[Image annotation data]
— BEGIN —
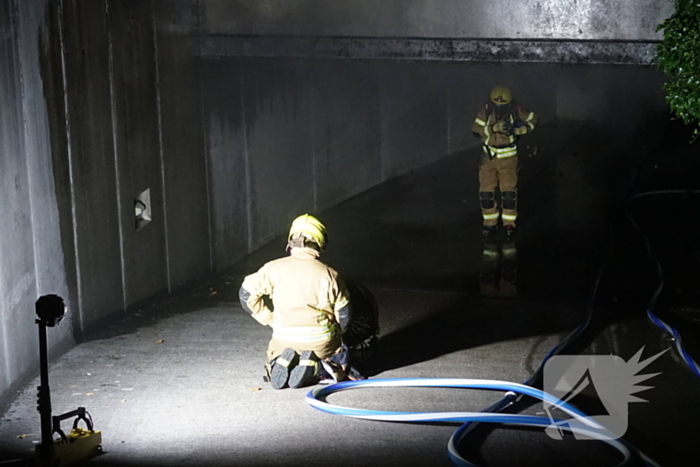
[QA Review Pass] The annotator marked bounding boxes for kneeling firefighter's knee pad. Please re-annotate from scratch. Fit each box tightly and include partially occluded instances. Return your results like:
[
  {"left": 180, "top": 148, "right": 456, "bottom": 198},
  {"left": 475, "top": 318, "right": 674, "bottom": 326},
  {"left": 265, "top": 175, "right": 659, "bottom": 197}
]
[
  {"left": 479, "top": 191, "right": 496, "bottom": 209},
  {"left": 503, "top": 191, "right": 516, "bottom": 209}
]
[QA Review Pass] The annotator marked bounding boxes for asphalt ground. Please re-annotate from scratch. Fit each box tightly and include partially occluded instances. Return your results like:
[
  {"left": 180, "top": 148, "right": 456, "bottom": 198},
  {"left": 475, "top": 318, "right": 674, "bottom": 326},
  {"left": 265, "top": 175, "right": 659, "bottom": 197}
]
[{"left": 0, "top": 119, "right": 700, "bottom": 466}]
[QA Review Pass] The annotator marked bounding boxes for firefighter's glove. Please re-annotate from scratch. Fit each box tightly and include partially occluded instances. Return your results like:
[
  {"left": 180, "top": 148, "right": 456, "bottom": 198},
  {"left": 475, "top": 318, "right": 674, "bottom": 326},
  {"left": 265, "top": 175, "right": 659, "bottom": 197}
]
[{"left": 492, "top": 121, "right": 512, "bottom": 135}]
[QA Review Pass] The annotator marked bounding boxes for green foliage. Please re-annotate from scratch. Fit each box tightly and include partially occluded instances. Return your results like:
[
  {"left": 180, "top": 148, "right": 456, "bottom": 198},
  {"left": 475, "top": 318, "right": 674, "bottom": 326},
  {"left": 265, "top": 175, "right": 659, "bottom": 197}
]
[{"left": 654, "top": 0, "right": 700, "bottom": 136}]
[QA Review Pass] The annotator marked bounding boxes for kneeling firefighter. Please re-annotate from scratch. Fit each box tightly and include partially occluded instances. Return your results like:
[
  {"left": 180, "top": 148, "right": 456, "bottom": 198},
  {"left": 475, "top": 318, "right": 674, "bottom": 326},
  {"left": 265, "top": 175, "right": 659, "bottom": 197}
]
[
  {"left": 472, "top": 84, "right": 539, "bottom": 237},
  {"left": 239, "top": 214, "right": 362, "bottom": 389}
]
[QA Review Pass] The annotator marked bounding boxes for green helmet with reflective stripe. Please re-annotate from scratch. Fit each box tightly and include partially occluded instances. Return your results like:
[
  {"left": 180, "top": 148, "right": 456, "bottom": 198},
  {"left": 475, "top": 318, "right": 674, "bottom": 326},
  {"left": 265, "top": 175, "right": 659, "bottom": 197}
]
[{"left": 287, "top": 214, "right": 328, "bottom": 249}]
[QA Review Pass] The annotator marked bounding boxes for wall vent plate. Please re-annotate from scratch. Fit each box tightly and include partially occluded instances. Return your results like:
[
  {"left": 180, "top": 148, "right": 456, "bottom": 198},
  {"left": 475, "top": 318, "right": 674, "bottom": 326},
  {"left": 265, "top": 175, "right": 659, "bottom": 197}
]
[{"left": 134, "top": 188, "right": 151, "bottom": 230}]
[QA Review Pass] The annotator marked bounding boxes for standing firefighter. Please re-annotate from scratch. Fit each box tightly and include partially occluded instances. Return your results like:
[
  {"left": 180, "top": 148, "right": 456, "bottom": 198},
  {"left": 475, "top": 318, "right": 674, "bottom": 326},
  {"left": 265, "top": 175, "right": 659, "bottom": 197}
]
— END —
== PROBLEM DESCRIPTION ==
Reproduce the records verbatim, omitting all images they contain.

== SOLUTION TO THIS TASK ==
[QA Review Pass] The annotator marked bounding boxes for kneeling firefighter's knee pad. Please re-annotate from scratch. Fit each box tightly and include partially occluded instances. Return your results like:
[
  {"left": 180, "top": 148, "right": 456, "bottom": 198},
  {"left": 475, "top": 318, "right": 674, "bottom": 326},
  {"left": 265, "top": 175, "right": 659, "bottom": 197}
]
[
  {"left": 479, "top": 191, "right": 496, "bottom": 209},
  {"left": 503, "top": 191, "right": 516, "bottom": 209}
]
[QA Review Pass] The annotator marked bounding boxes for asphalt ground. Please re-annotate from scratch. Fit each box tightly and include partially occluded instances. Return your results like:
[
  {"left": 180, "top": 148, "right": 456, "bottom": 198},
  {"left": 475, "top": 318, "right": 674, "bottom": 326},
  {"left": 265, "top": 175, "right": 659, "bottom": 197}
]
[{"left": 0, "top": 119, "right": 700, "bottom": 466}]
[QA Review Pass] The annotator marked bounding boxes for firefighter's glove. Please re-annotate from scratch. Fit each box tightly and include partially occluded instances. Return your results like:
[
  {"left": 180, "top": 148, "right": 456, "bottom": 198},
  {"left": 475, "top": 318, "right": 674, "bottom": 326},
  {"left": 265, "top": 175, "right": 659, "bottom": 197}
]
[{"left": 492, "top": 121, "right": 512, "bottom": 135}]
[QA Review Pass] The annotator marked bounding boxes for green foliage. Please re-annotate from scratch. Fit each box tightly and include partially occluded instances. Return your results like:
[
  {"left": 180, "top": 148, "right": 456, "bottom": 198},
  {"left": 475, "top": 318, "right": 674, "bottom": 326},
  {"left": 265, "top": 175, "right": 659, "bottom": 197}
]
[{"left": 654, "top": 0, "right": 700, "bottom": 136}]
[QA Review Pass] The annotator marked bounding boxes for kneeling firefighter. Please re-annotate from scratch. Fit each box tightly and include partially occluded instances. Return your results like:
[
  {"left": 180, "top": 148, "right": 456, "bottom": 198},
  {"left": 475, "top": 318, "right": 674, "bottom": 326},
  {"left": 265, "top": 175, "right": 659, "bottom": 197}
]
[
  {"left": 472, "top": 84, "right": 539, "bottom": 237},
  {"left": 239, "top": 214, "right": 362, "bottom": 389}
]
[QA Review Pass] The annotator marked bounding boxes for green helmet with reflective stripe. Please re-annotate from scratch. Fit each box tightly and include partially occluded instances. Return your results like:
[
  {"left": 180, "top": 148, "right": 456, "bottom": 198},
  {"left": 475, "top": 318, "right": 674, "bottom": 326},
  {"left": 265, "top": 175, "right": 659, "bottom": 197}
]
[{"left": 287, "top": 214, "right": 328, "bottom": 249}]
[QA Review Pass] The annotator marked bounding boxes for wall vent plate. Please re-annotate from scratch. Fit each box tightly and include partially occluded instances. Return your results like:
[
  {"left": 180, "top": 148, "right": 456, "bottom": 198},
  {"left": 475, "top": 318, "right": 674, "bottom": 326},
  {"left": 265, "top": 175, "right": 659, "bottom": 197}
]
[{"left": 134, "top": 188, "right": 151, "bottom": 230}]
[QA Review Pass] The annotator marked bounding boxes for standing firefighter. Please re-annotate from scratch. Fit each box tightly and include partially occluded instances. Return your results like:
[
  {"left": 180, "top": 148, "right": 456, "bottom": 198},
  {"left": 475, "top": 318, "right": 674, "bottom": 326},
  {"left": 265, "top": 175, "right": 659, "bottom": 197}
]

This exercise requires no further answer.